How to Best Help Your Child Lose Weight: Lose Weight Yourself
- Debra Kain
- Debra Kain
A study by researchers at the University of California, San Diego School of Medicine and The University of Minnesota indicates that a parent’s weight change is a key contributor to the success of a child’s weight loss in family-based treatment of childhood obesity. The results were published today in the advanced online edition of the journal Obesity.
“We looked at things such as parenting skills and styles, or changing the home food environment, and how they impacted a child’s weight,” said Kerri N. Boutelle, PhD, associate professor of pediatrics and psychiatry at UC San Diego and Rady Children’s Hospital-San Diego. “The number one way in which parents can help an obese child lose weight? Lose weight themselves. In this study, it was the most important predictor of child weight loss.”
Recent data suggests that 31 percent of children in the United States are overweight or obese, or between four and five million children. Current treatment programs generally require participation by both parents and children in a plan that combines nutrition education and exercise with behavior therapy techniques.
“Parents are the most significant people in a child’s environment, serving as the first and most important teachers,” said Boutelle “They play a significant role in any weight-loss program for children, and this study confirms the importance of their example in establishing healthy eating and exercise behaviors for their kids.”

### [Source material]
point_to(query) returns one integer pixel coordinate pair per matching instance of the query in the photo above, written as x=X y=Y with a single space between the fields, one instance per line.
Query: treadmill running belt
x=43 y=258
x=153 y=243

### [Problems and tasks]
(a) Copy the part of the article on child weight loss that begins with the words "How to Best" and ends with the words "the journal Obesity.".
(b) Please translate this sentence from the article on child weight loss into Spanish: "Recent data suggests that 31 percent of children in the United States are overweight or obese, or between four and five million children."
(c) Write the next part of the article on parents' role in child weight loss, starting after its last sentence.

### [Answers for the exercise]
(a)
How to Best Help Your Child Lose Weight: Lose Weight Yourself
- Debra Kain
- Debra Kain
A study by researchers at the University of California, San Diego School of Medicine and The University of Minnesota indicates that a parent’s weight change is a key contributor to the success of a child’s weight loss in family-based treatment of childhood obesity. The results were published today in the advanced online edition of the journal Obesity.

(b) Datos recientes indican que el 31 por ciento de los niños en los Estados Unidos tiene sobrepeso u obesidad, es decir, entre cuatro y cinco millones de niños.

(c)
The researchers looked at eighty parent-child groups with an 8 to 12-year-old overweight or obese child, who participated in a parent-only or parent + child treatment program for five months.
The study focused on evaluating the impact of three types of parenting skills taught in family-based behavioral treatment for childhood obesity, and the impact of each on the child’s body weight: the parent modeling behaviors to promote their own weight loss, changes in home food environment, and parenting style and techniques (for example, a parent’s ability to help limit the child’s eating behavior, encouraging the child and participating in program activities).
Consistent with previously published research, parent BMI change was the only significant predictor of child’s weight loss.
The researchers concluded that clinicians should focus on encouraging parents to lose weight to help their overweight or obese child in weight management.
Additional contributors to the study include Guy Cafri, UCSD Child and Adolescent Services Research Center, and Scott J. Crown, University of Minnesota.